_TRECHO DO DOCUMENTO_.
******************************
Processo contra a Apple é um marco na aplicação da lei antitruste nos EUA

Diversas ações já trataram dos efeitos da empresa sobre desenvolvedores de apps, mas a Apple pode também ter mexido com a indústria automobilística

Créditos: Garin Chadwick/ Unsplash/ Freepik

Clint Rainey 4 minutos de leitura

O Departamento de Justiça dos EUA (DoJ, na sigla em inglês) anunciou um amplo processo antitruste contra a Apple, acusando a gigante da tecnologia de criar um monopólio ilegal em smartphones que exclui concorrentes e sufoca a inovação. A empresa chamou a ação de “equivocada quanto aos fatos e à lei” e disse que “irá se defender vigorosamente”.

O processo, que contou com a adesão de 16 estados e do Distrito de Columbia, será o maior desafio que a Apple já enfrentou até o momento – apesar de ter acabado de encerrar o que poderia ser chamado de um ano histórico em termos legais, que envolveu disputas com outras empresas de tecnologia e também com a União Europeia.

Mas, em vez de focar apenas em sua conduta em relação à App Store, como outros fizeram, o DoJ, sob a administração Biden – que agora pode se orgulhar de ter processado todas as quatro maiores empresas de tecnologia dos EUA – expõe uma série de preocupações de que a Apple possa dominar quase todos os pontos de entrada da vida digital moderna, tudo a partir de seu domínio no mercado de smartphones.

a empresa está investindo pesado em um sistema de info entretenimento compatível com o iPhone para o mercado automotivo.

“As estratégias que a Apple utilizou até agora não são as únicas que ela pode usar para alcançar seus objetivos anticompetitivos e lucrativos”, diz a ação, fazendo referência às alegações de abuso da App Store. E acrescenta: “à medida que a tecnologia evolui, a Apple muda seu comportamento para proteger seu poder de monopólio.”

Como exemplo, o Departamento de Justiça menciona a crescente lista de serviços de assinatura da empresa que competem em setores que vão desde Hollywood à mídia, passando pela indústria de bem-estar e de finanças.

O DoJ acusa a Apple de estar tornando o “fosso em torno de seu monopólio de smartphones” mais profundo e amplo, de modo que, na prática, ninguém que tenha um iPhone consiga escapar.
******************************
_LISTAGEM DE DADOS_.
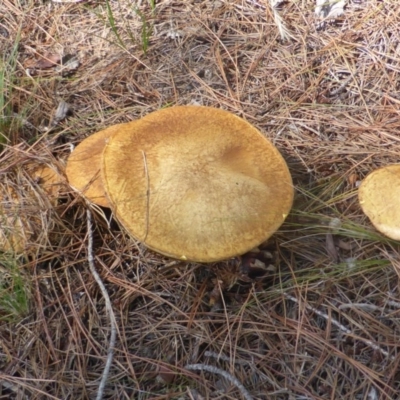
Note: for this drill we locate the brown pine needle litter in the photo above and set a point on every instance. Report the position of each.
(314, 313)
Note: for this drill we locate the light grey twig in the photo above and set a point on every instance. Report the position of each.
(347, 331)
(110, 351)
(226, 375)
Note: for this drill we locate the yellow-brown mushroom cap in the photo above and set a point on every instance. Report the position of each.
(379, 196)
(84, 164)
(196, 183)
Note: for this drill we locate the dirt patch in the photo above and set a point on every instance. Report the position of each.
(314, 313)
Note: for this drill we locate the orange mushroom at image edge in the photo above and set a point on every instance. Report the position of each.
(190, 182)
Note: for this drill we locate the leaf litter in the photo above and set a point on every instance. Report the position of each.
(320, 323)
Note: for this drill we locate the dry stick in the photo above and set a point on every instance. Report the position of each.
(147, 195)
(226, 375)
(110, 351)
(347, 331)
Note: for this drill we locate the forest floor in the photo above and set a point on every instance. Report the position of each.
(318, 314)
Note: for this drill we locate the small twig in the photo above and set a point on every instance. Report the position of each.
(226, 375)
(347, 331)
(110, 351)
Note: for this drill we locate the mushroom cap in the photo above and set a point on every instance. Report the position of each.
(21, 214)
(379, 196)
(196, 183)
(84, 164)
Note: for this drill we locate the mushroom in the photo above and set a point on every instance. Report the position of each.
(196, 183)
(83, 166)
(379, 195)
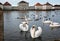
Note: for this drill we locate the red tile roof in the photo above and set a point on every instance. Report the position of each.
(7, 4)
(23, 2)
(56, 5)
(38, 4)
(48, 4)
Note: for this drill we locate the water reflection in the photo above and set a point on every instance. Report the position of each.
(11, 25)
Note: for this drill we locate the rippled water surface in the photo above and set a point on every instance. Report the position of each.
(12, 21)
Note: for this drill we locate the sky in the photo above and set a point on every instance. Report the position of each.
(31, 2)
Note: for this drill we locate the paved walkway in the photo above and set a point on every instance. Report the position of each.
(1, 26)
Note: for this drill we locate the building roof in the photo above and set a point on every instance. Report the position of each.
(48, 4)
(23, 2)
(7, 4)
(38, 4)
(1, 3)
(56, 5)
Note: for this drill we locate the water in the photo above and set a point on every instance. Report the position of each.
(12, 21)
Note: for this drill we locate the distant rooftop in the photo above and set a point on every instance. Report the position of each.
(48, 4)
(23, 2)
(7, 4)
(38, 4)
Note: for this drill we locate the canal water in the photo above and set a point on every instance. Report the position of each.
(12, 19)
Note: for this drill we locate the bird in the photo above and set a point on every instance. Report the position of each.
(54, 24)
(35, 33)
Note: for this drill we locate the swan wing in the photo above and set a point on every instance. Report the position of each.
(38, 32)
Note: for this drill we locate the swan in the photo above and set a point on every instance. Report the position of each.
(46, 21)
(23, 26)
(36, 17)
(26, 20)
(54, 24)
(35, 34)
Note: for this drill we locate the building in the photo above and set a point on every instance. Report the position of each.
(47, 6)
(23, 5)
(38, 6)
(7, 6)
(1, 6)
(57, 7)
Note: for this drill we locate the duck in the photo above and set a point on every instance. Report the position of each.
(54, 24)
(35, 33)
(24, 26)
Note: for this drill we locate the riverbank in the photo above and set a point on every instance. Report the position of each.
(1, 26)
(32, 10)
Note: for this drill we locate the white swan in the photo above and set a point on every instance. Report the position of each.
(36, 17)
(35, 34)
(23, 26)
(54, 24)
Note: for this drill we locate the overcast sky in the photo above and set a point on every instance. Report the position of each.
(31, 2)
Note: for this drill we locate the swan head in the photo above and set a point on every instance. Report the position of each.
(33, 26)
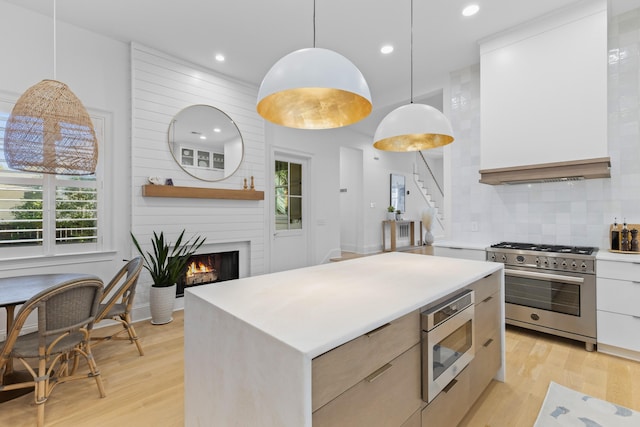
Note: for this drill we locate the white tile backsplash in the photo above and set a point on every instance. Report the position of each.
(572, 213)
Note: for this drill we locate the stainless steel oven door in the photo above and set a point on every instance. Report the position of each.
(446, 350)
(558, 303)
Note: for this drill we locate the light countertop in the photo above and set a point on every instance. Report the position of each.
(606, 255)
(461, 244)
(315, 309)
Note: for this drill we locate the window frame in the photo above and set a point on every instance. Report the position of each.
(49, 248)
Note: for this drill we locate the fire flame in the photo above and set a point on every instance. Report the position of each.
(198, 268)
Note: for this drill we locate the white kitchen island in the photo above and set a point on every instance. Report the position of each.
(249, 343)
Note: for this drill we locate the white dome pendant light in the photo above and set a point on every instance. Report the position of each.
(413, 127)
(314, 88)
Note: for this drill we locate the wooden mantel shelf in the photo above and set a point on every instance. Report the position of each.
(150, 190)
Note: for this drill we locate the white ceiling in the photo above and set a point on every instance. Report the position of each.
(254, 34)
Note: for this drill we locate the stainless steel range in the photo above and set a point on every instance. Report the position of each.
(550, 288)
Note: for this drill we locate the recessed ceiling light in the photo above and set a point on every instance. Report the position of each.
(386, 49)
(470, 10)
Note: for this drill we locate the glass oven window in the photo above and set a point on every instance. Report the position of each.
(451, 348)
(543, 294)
******************************
_TAREFA ESCRITA 1_.
Reúna e transcreva todas as linhas da listagem de dados que contenham a palavra "brown", levando em conta a diferença entre maiúsculas e minúsculas.
_TAREFA ESCRITA 2_.
Dê continuidade ao texto sobre o processo antitruste contra a Apple a partir do ponto em que ele termina.

_RESULTADO ESPERADO 1_.
Note: for this drill we locate the brown pine needle litter in the photo above and set a point on every instance. Report the position of each.
Note: for this drill we locate the yellow-brown mushroom cap in the photo above and set a point on every instance. Report the position of each.

_RESULTADO ESPERADO 2_.
Crédito: Apple

Aos olhos da agência, a empresa cria serviços como Apple Pay, Apple TV, Apple Music, Apple News, Apple Arcade e Apple Fitness e então usa seu poder de ditar as regras da App Store e outros meios para prejudicar a concorrência.

O governo argumenta que os serviços de assinatura da empresa também controlam a maneira como o público acessa o conteúdo de terceiros, permitindo que ela se aproveite deles como intermediária ou cobrando uma espécie de pedágio.

INDÚSTRIA AUTOMOTIVA

O domínio da Apple no mercado de smartphones (61,3% do mercado dos EUA), tablets (57%) e aplicativos (US$ 1,1 trilhão gerado pelos usuários da App Store em 2022) já é amplamente reconhecido. Mas o DoJ está buscando destacar outras áreas nas quais a empresa poderia ampliar esse fosso. Uma particularmente preocupante envolve o sistema Apple CarPlay.

A Apple informou às montadoras que, para funcionar em seus veículos, a próxima geração do CarPlay precisará receber permissão para “assumir todas as telas, sensores e medidores, forçando os usuários a experimentar a direção como uma experiência centrada no iPhone se desejarem usar qualquer um dos recursos fornecidos”, diz o processo.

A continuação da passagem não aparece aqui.